**PAGE EXCERPT:**
Segment Open
Expect to wait four years for a kidney transplant, and in the meantime you’ll be connected to two needles three times a week, two hours per session.
This was a diagnosis Katherine Granado was not willing to accept.
“Doctors had always told my parents a doomsday thing…, but I always defied it,” the DVC student said.
Granado, now 30, was born with spina bifida, only one kidney and hydrocephalus, which caused her height to remain at 4 feet 2 inches.
A student worker here since 2001, she is a familiar figure behind the cash register in the cafeteria and the receptionist’s desk in the Student Union Building. She also served three terms as secretary to the Associated Students of DVC before losing in the elections this month. She is one of the three original proposers of an on-campus health center.
On a recent afternoon, Granado talked about how she defied the doomsday predictions once again, thanks to her father.
Frequent urinary tract infections had caused bacteria to eat away at her kidney, reducing its function to 10 percent.
By 2005, she was put on the transplant list at UC Medical Center in San Francisco and told not to expect a kidney until 2009.
Her only hope of getting off dialysis before then was to find a kidney donor herself, which is difficult to do. Even between parents and their children, a match is rare.
When her father learned she would need a transplant, “he immediately jumped up and said, ‘What do I need to do?'” Granado said, smiling through misty eyes.
Had her father, Raymond Moreno, not been an almost perfect match, Granado believes she would still be on dialysis.
Now that she has a healthy kidney, her blood work is done every other week and a more intense test conducted each month on an off-week. But the doctor visits will be cut back May 8 to once every couple of months and eventually to fewer than that.
Granado hopes to transfer in the fall, but said it will be difficult to leave the students and her co-workers. “I’ll miss how it seems DVC itself is like a family,” she said.
After a Sept. 21, 2007, article about her impending surgery was printed in The Inquirer, Granado said, “People – many I didn’t even know – told me they were praying for me. Many have kidney disease. It’s a growing thing, but it’s still difficult to talk about.”
This “outpour of love” from family, friends, co-workers and even strangers helped her through dialysis.
“Co-workers called weekly or even daily to see how I was doing,” Granado said, tearing up.
After the surgery on May 8, 2008, doctors told her it would take four to five months before she could return to DVC.
But Granado came back at the start of the fall 2008 semester, again defying the odds.
Segment Closed
**TASK DETAILS:** Write out the passage from the article on Katherine Granado's kidney transplant, starting with "On a recent" and going on through "be on dialysis.".

**EXTRACTED INFORMATION:**
Segment Open
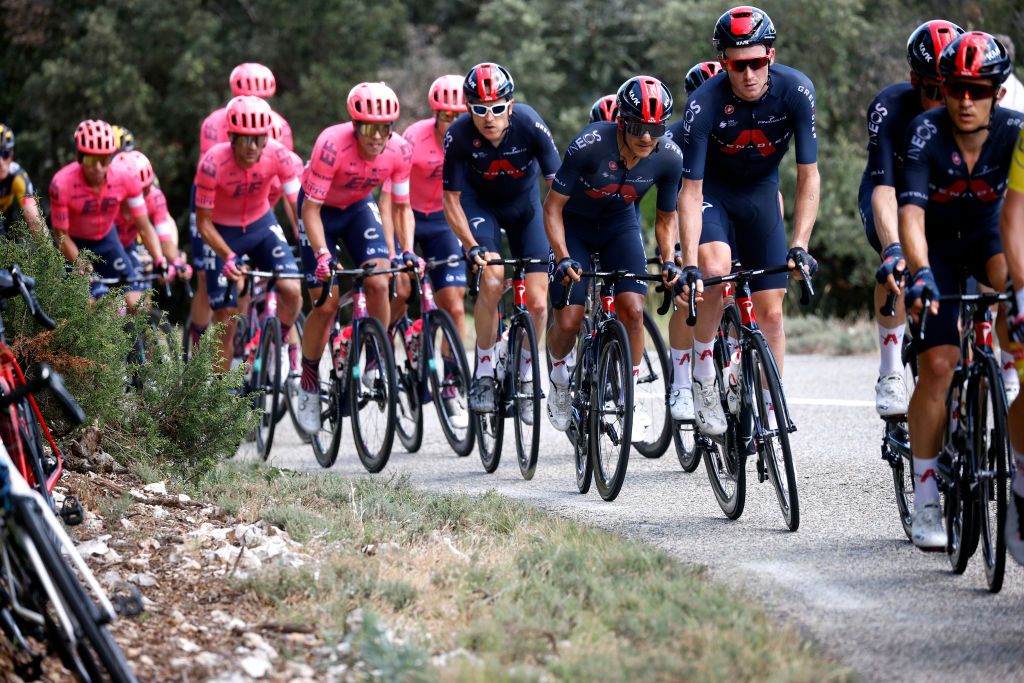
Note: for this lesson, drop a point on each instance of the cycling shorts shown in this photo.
(749, 219)
(263, 242)
(358, 226)
(522, 220)
(436, 241)
(617, 242)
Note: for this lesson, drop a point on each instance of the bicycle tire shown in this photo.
(439, 321)
(658, 368)
(372, 345)
(409, 409)
(612, 384)
(527, 437)
(785, 492)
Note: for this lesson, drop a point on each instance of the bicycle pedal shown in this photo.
(72, 512)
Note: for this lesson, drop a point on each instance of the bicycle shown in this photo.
(747, 368)
(601, 386)
(361, 380)
(974, 462)
(514, 400)
(418, 344)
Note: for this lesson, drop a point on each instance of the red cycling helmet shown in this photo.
(95, 137)
(445, 94)
(248, 115)
(926, 44)
(373, 102)
(976, 54)
(486, 82)
(699, 73)
(741, 27)
(605, 109)
(253, 79)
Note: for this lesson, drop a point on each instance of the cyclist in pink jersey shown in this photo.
(233, 216)
(85, 198)
(347, 163)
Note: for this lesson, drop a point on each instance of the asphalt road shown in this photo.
(848, 578)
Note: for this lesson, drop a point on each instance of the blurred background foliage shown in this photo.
(160, 68)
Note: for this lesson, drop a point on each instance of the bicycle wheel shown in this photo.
(987, 417)
(449, 380)
(267, 396)
(773, 440)
(372, 388)
(409, 410)
(526, 400)
(611, 411)
(652, 390)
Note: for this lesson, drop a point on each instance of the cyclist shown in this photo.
(433, 236)
(734, 133)
(15, 186)
(235, 218)
(956, 160)
(348, 161)
(888, 117)
(85, 198)
(607, 169)
(492, 161)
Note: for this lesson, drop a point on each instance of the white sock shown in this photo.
(891, 342)
(484, 361)
(561, 369)
(704, 359)
(927, 489)
(681, 377)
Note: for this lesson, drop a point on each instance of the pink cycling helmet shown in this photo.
(253, 79)
(445, 94)
(95, 137)
(248, 115)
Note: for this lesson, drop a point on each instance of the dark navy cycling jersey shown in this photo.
(597, 182)
(507, 171)
(729, 140)
(936, 178)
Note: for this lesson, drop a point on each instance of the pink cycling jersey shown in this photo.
(338, 176)
(86, 213)
(425, 193)
(239, 197)
(214, 130)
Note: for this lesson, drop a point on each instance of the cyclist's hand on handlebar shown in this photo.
(893, 267)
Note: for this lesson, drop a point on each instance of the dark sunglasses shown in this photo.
(739, 66)
(969, 90)
(638, 128)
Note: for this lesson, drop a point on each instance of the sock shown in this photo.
(561, 369)
(704, 359)
(681, 374)
(310, 375)
(484, 361)
(891, 342)
(927, 489)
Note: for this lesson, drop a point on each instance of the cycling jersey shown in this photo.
(239, 197)
(339, 176)
(502, 172)
(86, 213)
(597, 182)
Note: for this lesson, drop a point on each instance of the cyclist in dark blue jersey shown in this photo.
(736, 128)
(607, 168)
(956, 161)
(888, 117)
(493, 159)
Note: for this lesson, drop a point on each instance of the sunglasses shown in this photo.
(739, 66)
(496, 110)
(639, 129)
(969, 90)
(374, 129)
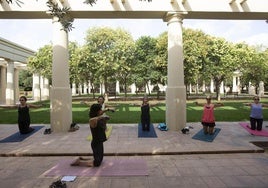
Segment Closed
**EXPECTED OUTPUT:**
On a recent afternoon, Granado talked about how she defied the doomsday predictions once again, thanks to her father.
Frequent urinary tract infections had caused bacteria to eat away at her kidney, reducing its function to 10 percent.
By 2005, she was put on the transplant list at UC Medical Center in San Francisco and told not to expect a kidney until 2009.
Her only hope of getting off dialysis before then was to find a kidney donor herself, which is difficult to do. Even between parents and their children, a match is rare.
When her father learned she would need a transplant, “he immediately jumped up and said, ‘What do I need to do?'” Granado said, smiling through misty eyes.
Had her father, Raymond Moreno, not been an almost perfect match, Granado believes she would still be on dialysis.